Pull each line containing "point" out of the data and copy it.

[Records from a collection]
■ ■ ■ ■

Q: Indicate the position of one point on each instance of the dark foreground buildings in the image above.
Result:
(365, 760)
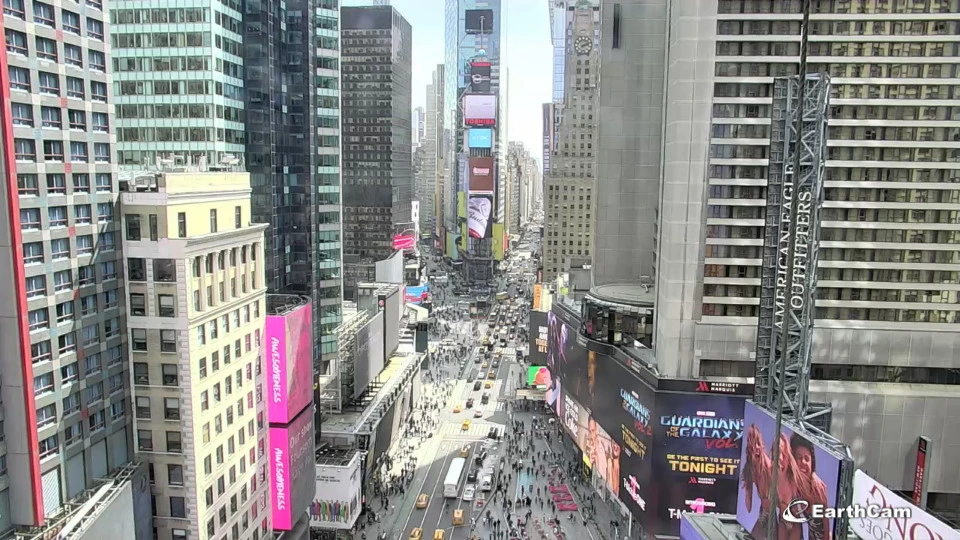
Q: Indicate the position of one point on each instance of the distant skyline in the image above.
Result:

■ ■ ■ ■

= Answer space =
Q: Indicate the position of one point on each instance of the dark foreground buildings in the image above.
Q: Indicate the position of one point on each instance of the distant skyline in the image above.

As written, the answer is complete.